Records supplied:

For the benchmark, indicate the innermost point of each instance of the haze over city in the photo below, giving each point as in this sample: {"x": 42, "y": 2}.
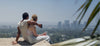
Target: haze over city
{"x": 48, "y": 11}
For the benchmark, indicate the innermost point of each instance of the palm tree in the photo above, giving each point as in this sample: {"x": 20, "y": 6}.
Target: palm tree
{"x": 83, "y": 9}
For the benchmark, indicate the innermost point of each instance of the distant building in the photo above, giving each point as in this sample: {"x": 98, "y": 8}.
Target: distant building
{"x": 66, "y": 24}
{"x": 59, "y": 24}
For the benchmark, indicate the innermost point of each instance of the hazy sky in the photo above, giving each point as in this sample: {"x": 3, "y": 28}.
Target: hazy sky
{"x": 48, "y": 11}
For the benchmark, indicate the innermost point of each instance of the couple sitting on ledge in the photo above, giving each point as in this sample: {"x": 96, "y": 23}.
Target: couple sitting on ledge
{"x": 27, "y": 28}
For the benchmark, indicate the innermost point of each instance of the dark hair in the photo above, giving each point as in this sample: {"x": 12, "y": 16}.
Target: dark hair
{"x": 25, "y": 15}
{"x": 35, "y": 19}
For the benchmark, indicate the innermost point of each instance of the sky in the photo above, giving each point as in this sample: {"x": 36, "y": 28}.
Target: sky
{"x": 48, "y": 11}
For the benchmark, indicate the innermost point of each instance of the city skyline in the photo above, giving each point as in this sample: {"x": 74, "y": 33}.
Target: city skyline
{"x": 48, "y": 11}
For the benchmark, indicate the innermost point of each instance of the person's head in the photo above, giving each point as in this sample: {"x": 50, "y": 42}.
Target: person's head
{"x": 34, "y": 17}
{"x": 25, "y": 16}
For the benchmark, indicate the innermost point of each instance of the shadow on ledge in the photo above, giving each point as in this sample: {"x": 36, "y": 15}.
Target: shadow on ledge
{"x": 22, "y": 43}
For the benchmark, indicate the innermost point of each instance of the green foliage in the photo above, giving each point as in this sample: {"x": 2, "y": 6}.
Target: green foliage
{"x": 84, "y": 9}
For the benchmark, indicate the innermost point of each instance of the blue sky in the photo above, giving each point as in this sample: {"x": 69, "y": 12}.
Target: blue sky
{"x": 48, "y": 11}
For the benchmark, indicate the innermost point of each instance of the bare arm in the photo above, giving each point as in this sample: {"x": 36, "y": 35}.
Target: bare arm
{"x": 35, "y": 33}
{"x": 32, "y": 22}
{"x": 18, "y": 34}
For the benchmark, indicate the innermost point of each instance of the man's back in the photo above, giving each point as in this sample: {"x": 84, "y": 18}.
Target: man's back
{"x": 23, "y": 26}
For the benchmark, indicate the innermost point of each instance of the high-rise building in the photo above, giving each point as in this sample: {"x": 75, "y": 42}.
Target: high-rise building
{"x": 59, "y": 24}
{"x": 66, "y": 24}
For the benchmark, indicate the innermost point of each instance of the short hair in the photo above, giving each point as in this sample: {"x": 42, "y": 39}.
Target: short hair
{"x": 25, "y": 15}
{"x": 34, "y": 17}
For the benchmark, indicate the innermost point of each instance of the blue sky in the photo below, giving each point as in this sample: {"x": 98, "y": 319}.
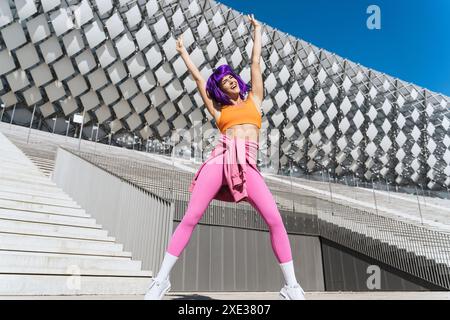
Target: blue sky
{"x": 413, "y": 43}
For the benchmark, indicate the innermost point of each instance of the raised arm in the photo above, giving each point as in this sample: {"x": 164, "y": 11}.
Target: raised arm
{"x": 257, "y": 82}
{"x": 201, "y": 83}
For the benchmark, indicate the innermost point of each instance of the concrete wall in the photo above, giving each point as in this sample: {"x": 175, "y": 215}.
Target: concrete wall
{"x": 347, "y": 270}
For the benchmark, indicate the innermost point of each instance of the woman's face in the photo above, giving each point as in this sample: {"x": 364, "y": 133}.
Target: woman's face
{"x": 229, "y": 85}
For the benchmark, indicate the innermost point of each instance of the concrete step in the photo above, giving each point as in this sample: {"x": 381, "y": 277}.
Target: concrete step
{"x": 31, "y": 260}
{"x": 38, "y": 200}
{"x": 35, "y": 180}
{"x": 74, "y": 270}
{"x": 63, "y": 230}
{"x": 100, "y": 237}
{"x": 47, "y": 218}
{"x": 25, "y": 168}
{"x": 22, "y": 285}
{"x": 29, "y": 185}
{"x": 16, "y": 160}
{"x": 23, "y": 172}
{"x": 79, "y": 214}
{"x": 60, "y": 195}
{"x": 42, "y": 208}
{"x": 23, "y": 242}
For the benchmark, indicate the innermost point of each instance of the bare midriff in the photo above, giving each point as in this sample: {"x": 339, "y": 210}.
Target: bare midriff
{"x": 243, "y": 131}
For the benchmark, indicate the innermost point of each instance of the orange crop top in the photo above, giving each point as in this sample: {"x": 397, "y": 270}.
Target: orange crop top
{"x": 244, "y": 112}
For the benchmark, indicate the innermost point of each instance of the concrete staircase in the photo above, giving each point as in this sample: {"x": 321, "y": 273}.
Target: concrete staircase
{"x": 49, "y": 245}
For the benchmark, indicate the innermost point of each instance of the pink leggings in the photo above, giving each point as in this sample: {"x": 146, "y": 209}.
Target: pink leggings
{"x": 208, "y": 183}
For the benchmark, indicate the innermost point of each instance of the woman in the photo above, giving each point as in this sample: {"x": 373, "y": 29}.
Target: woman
{"x": 230, "y": 173}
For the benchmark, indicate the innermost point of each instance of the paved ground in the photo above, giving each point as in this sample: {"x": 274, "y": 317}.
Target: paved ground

Written exercise: The records above are to be restated exactly, without their pictures.

Exercise response:
For the benchmark, indicate the innermost point of each instance of the haze over city in the photo below, giving each point as in this sample: {"x": 42, "y": 2}.
Target: haze over city
{"x": 48, "y": 11}
For the benchmark, indicate the innermost point of each instance of the palm tree in the photo above, giving each point as in this sample: {"x": 20, "y": 6}.
Target: palm tree
{"x": 83, "y": 9}
For the benchmark, indicate the innermost point of each instance of the distant building in the photo above, giving each point as in this sample: {"x": 98, "y": 8}.
Target: distant building
{"x": 66, "y": 24}
{"x": 59, "y": 24}
For the benchmark, indicate the innermost point of each instance of the hazy sky in the photo above, giving each point as in this sample: {"x": 3, "y": 28}.
Target: hazy sky
{"x": 48, "y": 11}
For the benchmark, indicate the innermost point of each instance of the couple sitting on ledge in the photo above, giving each point as in this sample: {"x": 96, "y": 23}.
Target: couple sitting on ledge
{"x": 27, "y": 28}
For the benchmark, indicate the innermost point of each instance of the dark hair in the photo above, giving each point as in this sample: {"x": 12, "y": 16}.
Target: dark hair
{"x": 25, "y": 15}
{"x": 35, "y": 19}
For the benchmark, indicate the innermost point of each instance of the sky in the photo above, giving each point as in this sample: {"x": 36, "y": 28}.
Target: sky
{"x": 48, "y": 11}
For the benchmark, indicate the innermost point of each instance of the city skyline in the photo above, giving each point as in this sample: {"x": 74, "y": 33}.
Target: city skyline
{"x": 48, "y": 11}
For the benchmark, indicate the innermost point of each instance of the person's head in the photo above, giving each point as in this sample: {"x": 50, "y": 42}.
Target: person's head
{"x": 34, "y": 17}
{"x": 25, "y": 16}
For the benchmark, indicate the innermost point of each instance of the shadow on ledge in the photo above, giving each point as in this sample: {"x": 36, "y": 15}.
Target: shadow on ledge
{"x": 22, "y": 43}
For the benchmark, indicate the innermost point of each instance of the green foliage in the photo above, giving each point as in this sample: {"x": 2, "y": 6}.
Target: green foliage
{"x": 84, "y": 9}
For the benchmark, indicate the innermost point of each instance of the blue sky in the photo above, giving each point as in this sample: {"x": 69, "y": 12}.
Target: blue sky
{"x": 48, "y": 11}
For the benchmark, indicate the innermost point of each instance of the bare arm in the photo above, giving each point as in this sample: {"x": 36, "y": 35}.
Target: bare arm
{"x": 35, "y": 33}
{"x": 32, "y": 22}
{"x": 18, "y": 34}
For the benchmark, indicate the innermost point of each instance of the man's back in the photo above, giving each point as in this sample: {"x": 84, "y": 18}.
Target: man's back
{"x": 23, "y": 26}
For the benchmark, indicate the innermost point of each instance of the high-rise building in the photo above, giving each point as in this sample: {"x": 75, "y": 42}.
Target: high-rise building
{"x": 59, "y": 24}
{"x": 66, "y": 24}
For the benchmark, indicate the innermost point of each instance of the short hair in the photo above, giving each point as in this sample: {"x": 42, "y": 39}.
Target: short hair
{"x": 25, "y": 15}
{"x": 34, "y": 17}
For the benchmark, indicate the innermost point of each instance of the blue sky in the photo below, giving each point as in this sample: {"x": 98, "y": 319}.
Target: blue sky
{"x": 413, "y": 43}
For the benchmark, indicate the innermost point of each instance of the raised arm in the photo above, giving each point as in this sample: {"x": 164, "y": 11}.
Target: raised arm
{"x": 257, "y": 82}
{"x": 201, "y": 83}
For the benchmark, indicate the innermost point of each instance of the concrete wall in the photo above, giving each point as in this sample: {"x": 175, "y": 215}.
Target: concrete wall
{"x": 347, "y": 270}
For the benchmark, indicate the innermost point of each instance of the woman's face in the photo above, giving each point as in this sample: {"x": 364, "y": 133}.
Target: woman's face
{"x": 229, "y": 85}
For the benchmark, indicate the innermost point of each instance of the concrete step in the photo above, giving each point as in this sample: {"x": 381, "y": 277}.
Target: concrete step
{"x": 31, "y": 260}
{"x": 38, "y": 200}
{"x": 35, "y": 180}
{"x": 74, "y": 270}
{"x": 63, "y": 230}
{"x": 100, "y": 237}
{"x": 47, "y": 218}
{"x": 25, "y": 168}
{"x": 22, "y": 285}
{"x": 29, "y": 185}
{"x": 16, "y": 160}
{"x": 23, "y": 172}
{"x": 79, "y": 214}
{"x": 60, "y": 195}
{"x": 42, "y": 208}
{"x": 23, "y": 242}
For the benchmark, indicate the innermost point of each instance of the bare midriff in the photo above, giving each point as in this sample: {"x": 339, "y": 210}.
Target: bare midriff
{"x": 243, "y": 131}
For the benchmark, indicate the innermost point of each instance of the orange crop top in the photo above, giving each point as in this sample: {"x": 397, "y": 270}.
Target: orange crop top
{"x": 244, "y": 112}
For the benchmark, indicate the innermost point of each instance of the concrete staircase in the photo above, giving each point as in this sample: {"x": 321, "y": 273}.
Target: concrete staircase
{"x": 49, "y": 245}
For the benchmark, indicate the innermost point of each instance of the pink leggings in the photo above, giving each point as in this sample: {"x": 146, "y": 209}.
Target: pink leggings
{"x": 208, "y": 183}
For the benchmark, indicate the innermost point of each instance of the woman in the photo above, giving each point as in this sample: {"x": 373, "y": 29}.
Target: woman
{"x": 230, "y": 173}
For the benchmark, indicate the innermost point of each instance of the paved ground in the photo above, giving each point as in this sample: {"x": 274, "y": 317}.
Target: paved ground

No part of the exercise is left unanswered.